— Start Material —

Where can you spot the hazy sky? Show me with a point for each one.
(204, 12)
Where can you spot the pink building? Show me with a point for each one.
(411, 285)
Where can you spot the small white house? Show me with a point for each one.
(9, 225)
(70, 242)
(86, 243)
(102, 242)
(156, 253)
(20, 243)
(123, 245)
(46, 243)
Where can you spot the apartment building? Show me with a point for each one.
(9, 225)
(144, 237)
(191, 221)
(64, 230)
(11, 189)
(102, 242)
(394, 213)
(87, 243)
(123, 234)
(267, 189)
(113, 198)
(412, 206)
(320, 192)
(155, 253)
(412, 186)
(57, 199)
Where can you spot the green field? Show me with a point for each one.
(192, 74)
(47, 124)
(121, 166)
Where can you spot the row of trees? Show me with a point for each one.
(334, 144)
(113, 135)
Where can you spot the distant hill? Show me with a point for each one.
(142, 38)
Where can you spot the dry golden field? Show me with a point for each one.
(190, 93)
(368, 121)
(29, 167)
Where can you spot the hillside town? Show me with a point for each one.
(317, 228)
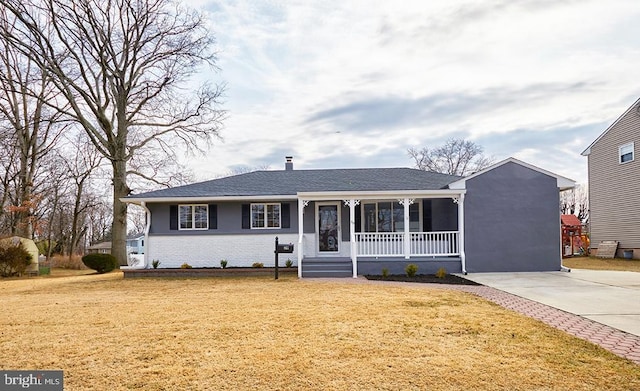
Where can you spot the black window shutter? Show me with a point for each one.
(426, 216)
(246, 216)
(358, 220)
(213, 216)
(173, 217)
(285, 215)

— End Material —
— Start Material —

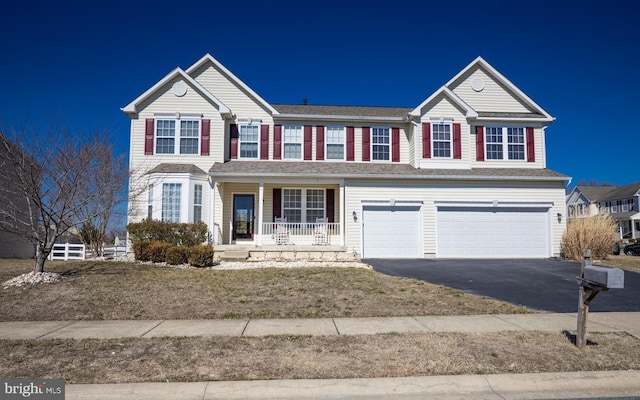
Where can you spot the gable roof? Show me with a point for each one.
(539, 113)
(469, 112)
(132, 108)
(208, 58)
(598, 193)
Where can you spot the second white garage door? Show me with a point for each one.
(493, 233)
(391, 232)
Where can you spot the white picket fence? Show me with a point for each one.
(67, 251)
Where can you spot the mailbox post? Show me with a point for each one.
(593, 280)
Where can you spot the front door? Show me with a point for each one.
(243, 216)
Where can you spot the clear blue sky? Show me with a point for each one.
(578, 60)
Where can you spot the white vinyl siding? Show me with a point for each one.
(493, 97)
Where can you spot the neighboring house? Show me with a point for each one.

— End Material —

**What you are asked to do**
Render the part of the listing that opens with the line containing "Where can you spot the gable" and closes with the line containing "Where can you spot the neighboring" as a JSON list of strings, one string per line and blank lines left out. Include both of those end lines.

**Right answer**
[
  "Where can you spot the gable roof? Show me with a point for each one.",
  "(539, 113)",
  "(469, 112)",
  "(132, 108)",
  "(208, 58)",
  "(598, 193)",
  "Where can you spot the second white garage door? Show me with a point for each one.",
  "(493, 233)",
  "(391, 232)",
  "Where can you spot the white picket fence? Show me with a point for each one.",
  "(67, 251)",
  "Where can you spot the mailbox post? Show me with a point for each one.",
  "(593, 280)",
  "Where can you spot the front door? Show me with a point for each one.",
  "(243, 216)",
  "Where can you spot the clear blue sky? Show me with a point for each one.",
  "(578, 60)",
  "Where can you spot the white vinyl siding? Show me with a point for each one.",
  "(493, 97)",
  "Where can you spot the neighboring house? Show me with a point for each one."
]